━━━━━ Material shown ━━━━━
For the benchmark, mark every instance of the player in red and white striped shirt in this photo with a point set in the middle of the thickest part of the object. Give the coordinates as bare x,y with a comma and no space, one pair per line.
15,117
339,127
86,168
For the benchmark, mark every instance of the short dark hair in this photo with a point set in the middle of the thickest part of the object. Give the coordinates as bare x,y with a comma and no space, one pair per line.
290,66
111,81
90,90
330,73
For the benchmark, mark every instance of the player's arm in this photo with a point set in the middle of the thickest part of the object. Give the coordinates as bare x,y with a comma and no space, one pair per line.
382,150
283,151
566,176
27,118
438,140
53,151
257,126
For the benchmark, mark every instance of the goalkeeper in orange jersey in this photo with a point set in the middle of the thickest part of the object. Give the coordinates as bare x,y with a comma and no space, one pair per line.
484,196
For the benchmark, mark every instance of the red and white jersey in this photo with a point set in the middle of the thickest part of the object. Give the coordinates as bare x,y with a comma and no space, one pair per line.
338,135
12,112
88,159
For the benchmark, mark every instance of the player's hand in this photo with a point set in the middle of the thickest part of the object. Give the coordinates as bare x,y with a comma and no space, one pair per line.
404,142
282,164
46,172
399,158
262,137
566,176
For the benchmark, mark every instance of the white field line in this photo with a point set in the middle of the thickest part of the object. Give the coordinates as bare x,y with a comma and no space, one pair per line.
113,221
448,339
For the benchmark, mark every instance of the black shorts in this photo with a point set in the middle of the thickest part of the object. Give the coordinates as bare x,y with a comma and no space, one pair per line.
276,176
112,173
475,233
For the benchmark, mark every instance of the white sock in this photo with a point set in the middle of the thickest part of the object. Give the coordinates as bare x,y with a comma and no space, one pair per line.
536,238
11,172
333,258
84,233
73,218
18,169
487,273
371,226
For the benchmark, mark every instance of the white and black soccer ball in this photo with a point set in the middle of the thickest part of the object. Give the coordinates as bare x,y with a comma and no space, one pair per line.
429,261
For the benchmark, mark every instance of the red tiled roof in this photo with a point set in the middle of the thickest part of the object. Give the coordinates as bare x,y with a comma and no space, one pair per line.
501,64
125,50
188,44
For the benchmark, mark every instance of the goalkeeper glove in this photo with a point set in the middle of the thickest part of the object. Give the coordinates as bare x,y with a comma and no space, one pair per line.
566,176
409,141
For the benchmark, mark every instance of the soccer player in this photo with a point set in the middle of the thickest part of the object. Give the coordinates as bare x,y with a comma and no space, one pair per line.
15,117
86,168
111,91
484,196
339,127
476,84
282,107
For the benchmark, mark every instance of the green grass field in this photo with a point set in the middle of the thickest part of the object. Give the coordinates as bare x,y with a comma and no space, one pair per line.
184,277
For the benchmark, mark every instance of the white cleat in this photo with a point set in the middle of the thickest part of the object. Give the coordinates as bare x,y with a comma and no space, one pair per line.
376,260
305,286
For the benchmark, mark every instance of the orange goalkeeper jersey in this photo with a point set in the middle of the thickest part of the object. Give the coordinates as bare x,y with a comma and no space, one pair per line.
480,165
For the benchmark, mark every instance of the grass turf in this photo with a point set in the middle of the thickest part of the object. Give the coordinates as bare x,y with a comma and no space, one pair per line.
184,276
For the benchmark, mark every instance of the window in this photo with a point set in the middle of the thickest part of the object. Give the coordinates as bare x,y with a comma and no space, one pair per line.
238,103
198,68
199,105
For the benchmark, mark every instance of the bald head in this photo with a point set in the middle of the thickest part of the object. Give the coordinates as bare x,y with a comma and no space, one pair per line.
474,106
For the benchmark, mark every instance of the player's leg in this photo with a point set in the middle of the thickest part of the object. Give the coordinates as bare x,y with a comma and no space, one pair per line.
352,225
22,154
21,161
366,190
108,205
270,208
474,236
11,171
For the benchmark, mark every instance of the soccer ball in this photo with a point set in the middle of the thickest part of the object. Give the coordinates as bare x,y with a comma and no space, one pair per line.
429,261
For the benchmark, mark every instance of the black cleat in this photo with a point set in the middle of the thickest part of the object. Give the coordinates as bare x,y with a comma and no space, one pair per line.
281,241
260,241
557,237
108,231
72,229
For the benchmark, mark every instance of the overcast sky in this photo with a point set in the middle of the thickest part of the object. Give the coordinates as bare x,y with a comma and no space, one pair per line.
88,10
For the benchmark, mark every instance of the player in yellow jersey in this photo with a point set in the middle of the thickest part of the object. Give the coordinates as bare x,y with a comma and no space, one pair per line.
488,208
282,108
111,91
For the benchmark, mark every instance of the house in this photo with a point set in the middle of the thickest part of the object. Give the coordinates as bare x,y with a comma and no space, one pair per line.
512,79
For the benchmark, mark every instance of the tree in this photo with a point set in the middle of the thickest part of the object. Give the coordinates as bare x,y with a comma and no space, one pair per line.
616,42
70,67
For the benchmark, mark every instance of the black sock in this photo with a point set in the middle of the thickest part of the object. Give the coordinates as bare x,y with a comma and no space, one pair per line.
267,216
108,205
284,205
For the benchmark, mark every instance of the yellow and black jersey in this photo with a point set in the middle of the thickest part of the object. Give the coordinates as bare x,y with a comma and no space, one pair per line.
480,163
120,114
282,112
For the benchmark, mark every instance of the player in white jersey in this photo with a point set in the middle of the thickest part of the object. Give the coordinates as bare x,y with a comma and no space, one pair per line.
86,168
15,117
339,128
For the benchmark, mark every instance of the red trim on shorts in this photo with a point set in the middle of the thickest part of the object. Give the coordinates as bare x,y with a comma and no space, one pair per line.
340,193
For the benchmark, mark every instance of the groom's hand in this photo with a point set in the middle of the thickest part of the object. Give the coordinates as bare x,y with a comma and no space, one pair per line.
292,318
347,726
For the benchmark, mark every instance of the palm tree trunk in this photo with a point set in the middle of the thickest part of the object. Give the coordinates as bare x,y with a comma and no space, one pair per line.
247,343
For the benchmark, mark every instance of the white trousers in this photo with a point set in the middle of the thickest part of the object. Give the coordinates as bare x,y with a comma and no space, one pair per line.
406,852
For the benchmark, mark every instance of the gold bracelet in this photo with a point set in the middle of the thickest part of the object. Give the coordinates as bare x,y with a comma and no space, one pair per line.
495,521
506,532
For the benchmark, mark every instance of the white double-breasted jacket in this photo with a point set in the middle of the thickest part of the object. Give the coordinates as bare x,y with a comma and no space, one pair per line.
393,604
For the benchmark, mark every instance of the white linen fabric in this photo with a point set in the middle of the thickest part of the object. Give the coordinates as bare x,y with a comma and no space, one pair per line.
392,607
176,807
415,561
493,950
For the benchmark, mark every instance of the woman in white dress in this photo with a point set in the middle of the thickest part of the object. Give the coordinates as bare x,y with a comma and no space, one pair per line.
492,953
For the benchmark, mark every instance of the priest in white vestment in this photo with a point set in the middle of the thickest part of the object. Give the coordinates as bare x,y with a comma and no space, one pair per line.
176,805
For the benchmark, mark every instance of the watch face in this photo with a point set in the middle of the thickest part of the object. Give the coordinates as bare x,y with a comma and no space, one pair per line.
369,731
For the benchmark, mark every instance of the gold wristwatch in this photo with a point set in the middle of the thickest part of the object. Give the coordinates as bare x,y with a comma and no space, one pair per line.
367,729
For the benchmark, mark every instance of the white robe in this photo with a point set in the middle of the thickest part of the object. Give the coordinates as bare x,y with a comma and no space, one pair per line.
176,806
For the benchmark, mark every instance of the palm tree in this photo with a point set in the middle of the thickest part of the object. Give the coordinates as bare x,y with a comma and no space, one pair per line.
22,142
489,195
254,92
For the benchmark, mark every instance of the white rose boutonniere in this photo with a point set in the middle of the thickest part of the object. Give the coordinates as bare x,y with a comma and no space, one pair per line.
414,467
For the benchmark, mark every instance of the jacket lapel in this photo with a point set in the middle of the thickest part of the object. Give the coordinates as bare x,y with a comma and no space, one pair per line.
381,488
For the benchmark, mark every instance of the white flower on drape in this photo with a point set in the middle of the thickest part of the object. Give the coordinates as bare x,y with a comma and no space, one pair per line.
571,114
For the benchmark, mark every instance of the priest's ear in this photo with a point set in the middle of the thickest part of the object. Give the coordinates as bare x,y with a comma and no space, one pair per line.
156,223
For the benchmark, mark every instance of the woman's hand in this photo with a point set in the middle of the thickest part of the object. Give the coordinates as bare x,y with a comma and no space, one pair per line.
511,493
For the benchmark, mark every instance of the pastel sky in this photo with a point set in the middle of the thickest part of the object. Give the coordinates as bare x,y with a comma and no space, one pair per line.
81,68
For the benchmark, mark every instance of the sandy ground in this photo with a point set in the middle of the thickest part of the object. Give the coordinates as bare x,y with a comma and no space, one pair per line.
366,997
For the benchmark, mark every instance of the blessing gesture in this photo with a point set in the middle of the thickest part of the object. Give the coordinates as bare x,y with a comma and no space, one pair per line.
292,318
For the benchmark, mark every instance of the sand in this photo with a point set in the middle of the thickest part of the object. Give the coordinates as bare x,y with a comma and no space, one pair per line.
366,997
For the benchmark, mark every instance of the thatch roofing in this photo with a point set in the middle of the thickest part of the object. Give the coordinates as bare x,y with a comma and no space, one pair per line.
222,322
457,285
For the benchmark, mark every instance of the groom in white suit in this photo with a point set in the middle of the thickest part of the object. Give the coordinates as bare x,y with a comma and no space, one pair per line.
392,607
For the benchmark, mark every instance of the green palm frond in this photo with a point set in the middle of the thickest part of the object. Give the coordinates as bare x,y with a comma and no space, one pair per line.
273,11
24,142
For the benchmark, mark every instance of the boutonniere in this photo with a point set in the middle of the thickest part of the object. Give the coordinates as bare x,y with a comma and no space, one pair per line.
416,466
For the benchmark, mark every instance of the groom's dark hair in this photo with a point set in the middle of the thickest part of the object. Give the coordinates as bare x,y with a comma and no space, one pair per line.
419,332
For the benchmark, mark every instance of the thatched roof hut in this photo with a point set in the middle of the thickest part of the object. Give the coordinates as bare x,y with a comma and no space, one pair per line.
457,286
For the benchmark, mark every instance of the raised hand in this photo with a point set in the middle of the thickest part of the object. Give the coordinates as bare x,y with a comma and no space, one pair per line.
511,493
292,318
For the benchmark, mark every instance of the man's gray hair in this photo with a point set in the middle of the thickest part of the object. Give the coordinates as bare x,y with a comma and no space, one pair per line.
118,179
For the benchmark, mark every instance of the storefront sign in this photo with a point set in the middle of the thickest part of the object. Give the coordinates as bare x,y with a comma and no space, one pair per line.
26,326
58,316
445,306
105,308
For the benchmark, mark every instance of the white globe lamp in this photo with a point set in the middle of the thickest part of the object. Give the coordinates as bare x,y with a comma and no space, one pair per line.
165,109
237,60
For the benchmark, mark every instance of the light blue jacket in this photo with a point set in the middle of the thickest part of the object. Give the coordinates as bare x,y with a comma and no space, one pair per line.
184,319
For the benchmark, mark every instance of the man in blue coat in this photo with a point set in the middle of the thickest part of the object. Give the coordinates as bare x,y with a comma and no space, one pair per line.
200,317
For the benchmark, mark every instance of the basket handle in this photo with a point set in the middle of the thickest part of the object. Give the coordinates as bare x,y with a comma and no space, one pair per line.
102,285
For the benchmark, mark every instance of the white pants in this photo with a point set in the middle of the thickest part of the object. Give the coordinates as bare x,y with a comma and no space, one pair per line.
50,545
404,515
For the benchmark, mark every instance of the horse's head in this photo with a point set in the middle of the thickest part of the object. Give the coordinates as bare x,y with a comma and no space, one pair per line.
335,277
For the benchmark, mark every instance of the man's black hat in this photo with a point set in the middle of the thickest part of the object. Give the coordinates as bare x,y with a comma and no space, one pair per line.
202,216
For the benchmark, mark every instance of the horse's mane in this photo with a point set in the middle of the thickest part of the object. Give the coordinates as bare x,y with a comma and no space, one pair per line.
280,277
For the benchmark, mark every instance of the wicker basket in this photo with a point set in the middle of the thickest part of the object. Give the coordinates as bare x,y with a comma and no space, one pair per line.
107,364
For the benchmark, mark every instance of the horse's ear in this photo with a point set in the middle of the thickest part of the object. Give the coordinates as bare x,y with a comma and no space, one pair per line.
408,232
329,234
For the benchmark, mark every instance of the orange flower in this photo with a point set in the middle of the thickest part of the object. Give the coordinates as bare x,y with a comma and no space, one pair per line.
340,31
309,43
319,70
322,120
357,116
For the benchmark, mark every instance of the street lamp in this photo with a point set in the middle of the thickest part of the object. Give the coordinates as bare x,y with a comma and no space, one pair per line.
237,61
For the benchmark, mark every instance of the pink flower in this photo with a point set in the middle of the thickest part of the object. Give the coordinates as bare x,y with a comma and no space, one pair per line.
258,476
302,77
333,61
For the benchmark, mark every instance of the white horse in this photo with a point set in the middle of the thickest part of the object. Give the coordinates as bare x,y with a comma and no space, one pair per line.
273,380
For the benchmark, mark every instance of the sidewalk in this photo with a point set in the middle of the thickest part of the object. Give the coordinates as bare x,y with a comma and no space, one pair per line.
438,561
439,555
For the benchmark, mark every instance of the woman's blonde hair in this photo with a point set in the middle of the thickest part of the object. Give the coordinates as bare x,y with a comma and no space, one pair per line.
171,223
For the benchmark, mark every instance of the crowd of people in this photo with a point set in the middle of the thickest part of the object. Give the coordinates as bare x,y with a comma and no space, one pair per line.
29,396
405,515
━━━━━
Exercise aim: Reproduce nothing but the lines from the line containing "For the benchmark, mark every instance of the white horse" to the last line of the data, each exactly as written.

Response to the task:
For the benchmark, mark every instance of the white horse in this photo with a point set in the middle of the thickest part of the object. Give the coordinates as bare x,y with a comma and no space, one pair per line.
273,380
For the benchmark, mark every instance of the sidewalk in this photo with a point set in the middle of the thickest part of the object. Give the coordinates as bare x,y with a comma and no space, one pair per line.
438,561
439,555
For the benchmark, mark every instance of the woman's blonde hair in this photo with a point set in the middle of the thickest part of the object. Give the coordinates as bare x,y with a comma and no space, one pair per line.
171,223
For the benchmark, mark every instance of the crowd of people in this photo with a point set in the middle of the thickest part of the object. Give the coordinates as bare x,y with a comma and no space, one pair per line.
29,396
405,515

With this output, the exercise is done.